The expected result is the full set of records, copied precisely, with images dropped.

[Dataset entries]
○ ○ ○ ○ ○

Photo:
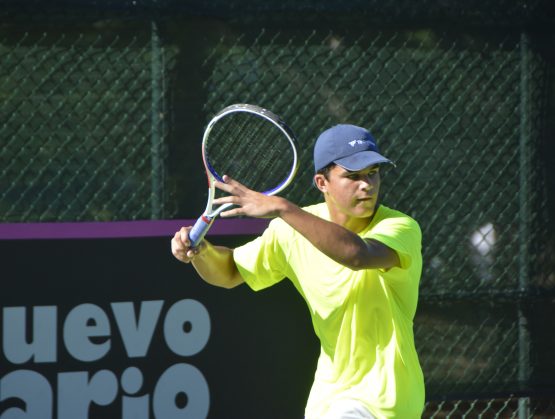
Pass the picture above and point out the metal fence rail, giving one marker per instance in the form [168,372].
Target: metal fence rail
[102,120]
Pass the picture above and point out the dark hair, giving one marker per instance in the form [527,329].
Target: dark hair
[326,170]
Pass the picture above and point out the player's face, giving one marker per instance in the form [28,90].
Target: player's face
[351,194]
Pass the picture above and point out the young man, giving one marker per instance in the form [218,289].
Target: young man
[356,263]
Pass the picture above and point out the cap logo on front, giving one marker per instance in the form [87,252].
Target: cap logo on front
[360,142]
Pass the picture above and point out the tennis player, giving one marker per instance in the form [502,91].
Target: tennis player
[357,264]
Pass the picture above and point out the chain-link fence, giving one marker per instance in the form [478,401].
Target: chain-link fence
[101,119]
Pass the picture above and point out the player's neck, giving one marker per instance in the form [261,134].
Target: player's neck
[354,224]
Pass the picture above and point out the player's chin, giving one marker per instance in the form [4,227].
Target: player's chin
[364,209]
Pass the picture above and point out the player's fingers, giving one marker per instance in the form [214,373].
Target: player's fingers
[184,236]
[232,212]
[230,199]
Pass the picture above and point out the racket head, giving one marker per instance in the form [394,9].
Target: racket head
[253,146]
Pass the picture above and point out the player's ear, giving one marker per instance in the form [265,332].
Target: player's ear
[321,182]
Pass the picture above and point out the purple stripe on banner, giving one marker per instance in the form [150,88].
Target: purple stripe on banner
[122,229]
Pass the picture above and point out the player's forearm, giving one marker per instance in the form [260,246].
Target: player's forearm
[216,266]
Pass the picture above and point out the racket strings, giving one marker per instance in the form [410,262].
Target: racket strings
[250,149]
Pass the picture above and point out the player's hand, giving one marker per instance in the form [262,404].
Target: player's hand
[249,202]
[181,246]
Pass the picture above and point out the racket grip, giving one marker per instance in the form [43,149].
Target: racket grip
[200,229]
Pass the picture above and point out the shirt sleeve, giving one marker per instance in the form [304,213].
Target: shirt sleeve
[401,234]
[261,261]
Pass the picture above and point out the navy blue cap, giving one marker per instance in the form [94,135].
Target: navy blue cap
[349,146]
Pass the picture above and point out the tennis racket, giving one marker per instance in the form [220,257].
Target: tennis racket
[254,147]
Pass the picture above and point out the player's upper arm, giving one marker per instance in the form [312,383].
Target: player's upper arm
[379,256]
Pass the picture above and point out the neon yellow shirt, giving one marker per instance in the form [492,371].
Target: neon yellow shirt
[362,318]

○ ○ ○ ○ ○

- SOLUTION BELOW
Photo:
Pass the picture above and point out the metal fence rail, giving one marker per instance in the form [168,372].
Target: metal fence rail
[102,120]
Pass the picture above and point out the dark hair, giving one marker per instance in the form [527,329].
Target: dark hair
[326,170]
Pass the picture above and point out the player's face, giving one marker per instance in the form [28,90].
Target: player's face
[351,194]
Pass the picture above and point out the young man, giving one marker per instance in the form [218,289].
Target: young man
[356,263]
Pass the picture above and point out the cap logo on front, giving one marker per instance in the form [87,252].
Target: cap logo on front
[360,142]
Pass the picture above and point out the tennis player, giving one marker per instance in the form [502,91].
Target: tennis player
[357,264]
Pass the picture above and point out the chain-link fence, giving one marker per instance in the form [478,401].
Target: chain-link fence
[101,119]
Pass the picture above and point out the player's neck, giving one marker per instance in the form [261,134].
Target: player's neck
[354,224]
Pass the picture above and point out the player's chin, giving one marker per instance in the form [4,227].
Target: player's chin
[364,209]
Pass the picture above and point out the player's fingers, giving one marker per instance in the form [214,373].
Target: player's fingers
[184,236]
[232,212]
[230,199]
Pass the picture above and point out the racket head, giving one marker per instance in the form [394,9].
Target: racket head
[253,146]
Pass the picture above and point out the player's ear, giving one marker per instance in the form [265,332].
Target: player's ear
[321,182]
Pass the picture above and point out the purple stripe on banner, giving one marker per instance in the form [150,88].
Target: purple stripe on banner
[122,229]
Pass the picture above and point out the player's forearm, giving one marker per instance in the form [260,246].
Target: player's forearm
[216,266]
Pass the picture above and point out the racket strings, giving one marker per instance in the form [410,262].
Target: racket strings
[250,149]
Pass the picture above and point out the player's hand, giving one marker per instance in the form [262,404].
Target: player's hand
[249,202]
[181,246]
Pass the picture above and point out the racket grip, giving one marker per instance in the form [43,149].
Target: racket grip
[200,229]
Pass the picture above and point out the shirt sleeve, giving one marker per instance in the form [304,213].
Target: shirt sleeve
[401,234]
[261,261]
Pass the picture above and point out the navy blue cap, giving one marker per instance in the form [94,135].
Target: navy blue cap
[349,146]
Pass the picture above and point out the tennis racket, giving one marker per instance in the form [220,257].
Target: tennis racket
[254,147]
Pass the picture above and point out the player's upper arm, giving one marker per instance in the form [312,383].
Target: player's upper arm
[379,256]
Pass the picture above and point out the neon yellow shirt, giving one marker per instance in the form [492,371].
Target: neon yellow shirt
[362,318]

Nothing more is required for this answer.